ESERCIZI DA SVOLGERE:
- A) Rispondi a queste domande sul testo dedicato al biosensore per la diagnosi di malattie virali:
(i) A che cosa è stato collegato il sistema studiato?
(ii) Quale sindrome causa nei suini il circovirus (PCV2)?
(iii) Quali due tipi di sonde sono stati immobilizzati sulla superficie del biosensore?
- B) Indica se ciascuna affermazione concorda con il testo sul biosensore per la diagnosi di malattie virali. Per ogni risposta, sì o no, cita le parole del testo che la giustificano.
(i) Il campione può essere preparato direttamente in sito.
(ii) Il biosensore applicato nello studio è di tipo elettrochimico.
(iii) Gli LNA sono acidi nucleici insolubili in acqua.
- C) Prosegui il testo sul biosensore per la diagnosi del circovirus suino, partendo dopo la sua ultima frase.

TESTO ESTRATTO:
--- --- ---

Riassunto. Il presente lavoro è finalizzato a valutare l'efficacia di una modalità innovativa per l'esecuzione di accertamenti diagnostici tramite l'uso di un biosensore "da campo". Il sistema studiato è stato collegato ad un PC portatile e funziona in condizioni operative tipiche dei rilevamenti in azienda. Ciò è possibile grazie a una particolare metodica di estrazione che consente la preparazione del campione direttamente in sito. Il presente lavoro che si inserisce nella linea di ricerca "tecnologie diagnostiche innovative" dell'Istituto Zooprofilattico Sperimentale UM; mostra la fattibilità dell'applicazione di questo tipo di biosensori per la diagnosi di malattie virali


Introduzione
Il presente progetto si inserisce nella linea di ricerca “tecnologie diagnostiche innovative” che l’IZSUM sta perseguendo da diversi anni. Lo scopo di questo studio è l’applicazione di un biosensore ottico per la diagnosi di una malattia virale il cui agente patogeno è il circovirus (PCV2) che causa la cosidetta sindrome Post-svezzamento multi-sistemica da deperimento (PMWS) nei suini, malattia grave che rappresenta una minaccia significativa per l'economia globale dell’'industria suina. I biosensori sono dispositivi che sfruttano reazioni di bio-riconoscimento per la determinazione di analiti in soluzione. Questi dispositivi uniscono un elemento catturante “biologico” ad un trasduttore fisico che converte un evento di bio-riconoscimento in un segnale elettrico utile. I biosensori a DNA, basati sull’appaiamento di acidi nucleici, sono in continuo sviluppo mirato alla realizzazione di un rapido, semplice ed economico test per la diagnosi di malattie genetiche, infettive, o per la individuazione di danni del DNA. In questo lavoro sono state immobilizzate, sulla superficie del biosensore, due tipi di sonde, una ssDNA e l’altra ssDNA/LNA. Gli LNA rappresentano una classe di analoghi conformazionali degli oligonucleotidi di DNA. Gli LNA sono acidi nucleici biciclici solubili in acqua, in cui gli atomi 2’-O e 4’-C di un ribosio sono legati attraverso un gruppo metilene. Si è tentato anche di sintetizzare uno nuovo tipo di sonda, analogo al DNA, con caratteristiche chimico fisiche migliori rispetto alle sonde a DNA.

--- --- ---

MATERIALE FORNITO:

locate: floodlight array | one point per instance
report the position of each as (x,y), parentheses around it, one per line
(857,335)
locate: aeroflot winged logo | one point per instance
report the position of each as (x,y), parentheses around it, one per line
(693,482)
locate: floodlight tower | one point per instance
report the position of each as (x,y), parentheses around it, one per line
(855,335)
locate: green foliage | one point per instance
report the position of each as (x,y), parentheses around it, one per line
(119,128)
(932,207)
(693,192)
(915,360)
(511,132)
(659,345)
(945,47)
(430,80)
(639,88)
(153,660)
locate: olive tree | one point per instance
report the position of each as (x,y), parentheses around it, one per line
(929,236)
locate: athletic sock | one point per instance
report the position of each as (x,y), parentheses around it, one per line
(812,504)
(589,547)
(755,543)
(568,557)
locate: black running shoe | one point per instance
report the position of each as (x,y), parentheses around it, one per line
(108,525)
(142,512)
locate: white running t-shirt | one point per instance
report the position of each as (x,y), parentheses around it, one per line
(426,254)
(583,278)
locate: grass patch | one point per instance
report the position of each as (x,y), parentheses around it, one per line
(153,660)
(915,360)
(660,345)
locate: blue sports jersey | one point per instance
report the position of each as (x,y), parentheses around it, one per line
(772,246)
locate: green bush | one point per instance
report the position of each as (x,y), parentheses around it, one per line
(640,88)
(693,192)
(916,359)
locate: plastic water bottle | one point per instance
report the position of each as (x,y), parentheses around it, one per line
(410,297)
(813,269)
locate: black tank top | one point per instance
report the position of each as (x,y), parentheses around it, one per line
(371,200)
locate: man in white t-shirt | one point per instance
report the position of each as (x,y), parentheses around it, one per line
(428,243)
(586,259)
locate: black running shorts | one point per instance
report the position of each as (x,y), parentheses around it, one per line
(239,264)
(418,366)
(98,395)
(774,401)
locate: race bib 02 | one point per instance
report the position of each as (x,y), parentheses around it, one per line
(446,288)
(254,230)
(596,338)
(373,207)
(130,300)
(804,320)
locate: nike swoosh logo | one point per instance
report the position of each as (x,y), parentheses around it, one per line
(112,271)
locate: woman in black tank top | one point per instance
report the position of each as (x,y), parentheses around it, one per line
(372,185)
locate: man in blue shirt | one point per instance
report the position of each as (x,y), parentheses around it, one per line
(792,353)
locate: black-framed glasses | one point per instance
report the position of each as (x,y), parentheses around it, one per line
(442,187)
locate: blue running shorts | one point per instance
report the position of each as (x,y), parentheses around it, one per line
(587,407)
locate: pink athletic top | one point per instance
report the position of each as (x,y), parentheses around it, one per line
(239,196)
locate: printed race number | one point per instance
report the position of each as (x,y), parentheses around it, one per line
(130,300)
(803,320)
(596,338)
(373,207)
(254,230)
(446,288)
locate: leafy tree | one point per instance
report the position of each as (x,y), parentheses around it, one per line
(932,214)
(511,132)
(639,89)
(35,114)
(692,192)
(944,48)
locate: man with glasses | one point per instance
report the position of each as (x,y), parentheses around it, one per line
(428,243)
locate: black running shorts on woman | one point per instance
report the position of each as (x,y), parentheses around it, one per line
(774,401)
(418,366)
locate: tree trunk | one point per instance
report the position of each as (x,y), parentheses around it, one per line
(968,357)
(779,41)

--- --- ---

RISULTATI PER ESERCIZIO:
- A)
(i) A un PC portatile.
(ii) La sindrome Post-svezzamento multi-sistemica da deperimento (PMWS).
(iii) Una sonda ssDNA e una sonda ssDNA/LNA.

- B)
(i) Sì: "una particolare metodica di estrazione che consente la preparazione del campione direttamente in sito".
(ii) No: "l’applicazione di un biosensore ottico".
(iii) No: "Gli LNA sono acidi nucleici biciclici solubili in acqua".

- C)
Materiali e metodi
Il sistema sviluppato comprende l’estrazione dell’acido nucleico dal campione, l’amplificazione della sequenza bersaglio tramite PCR seguita da un’unica rivelazione su biosensore. Il DNA totale è stato ottenuto da campioni risultati positivi per la presenza del virus PCV2 mediante l’impiego di kit per estrazione di DNA su colonnina e successiva amplificazione in PCR. Sulla sequenza dell’amplificato è stata individuata la sequenza della sonda utilizzata in questi studi. Una volta individuata la sequenza della sonda è stato aggiunto uno “spacer” di 5 adenine all’estremità 5’ con la prima adenina coniugata con biotina (Biotina–AAAAA- CACCAGACTCCCGCT). Sono state utilizzate due tipi di sonde, una ssDNA e l’altra ssDNA/LNA . La streptavidina è stata immobilizzata covalentemente sulla matrice di carbossilato della cuvetta del biosensore tramite la procedura standard via EDC/NHS. Successivamente, le sonda di ssDNA o la sonda chimerica DNA/LNA biotinilate vengono aggiunte al monolayer di streptavidina, e le fasi di associazione tra i binding partner vengono monitorate fino all’equilibrio (8-10 min); per assicurarsi della avvenuta saturazione di tutti i siti di legame per la biotina, vengono effettuate ulteriori aggiunte di sonda biotinilata e l’associazione viene nuovamente seguita a plateau (5-10 min) (Fig.1)

mmobilizzazione delle sonde catturanti (prima (a) e seconda (b) aggiunta) sulla superficie di streptavidina (Box A: ssDNA; Box B: ssDNA/LNA)
Fig. 1: Immobilizzazione delle sonde catturanti (prima (a) e seconda (b) aggiunta) sulla superficie di streptavidina (Box A: ssDNA; Box B: ssDNA/LNA).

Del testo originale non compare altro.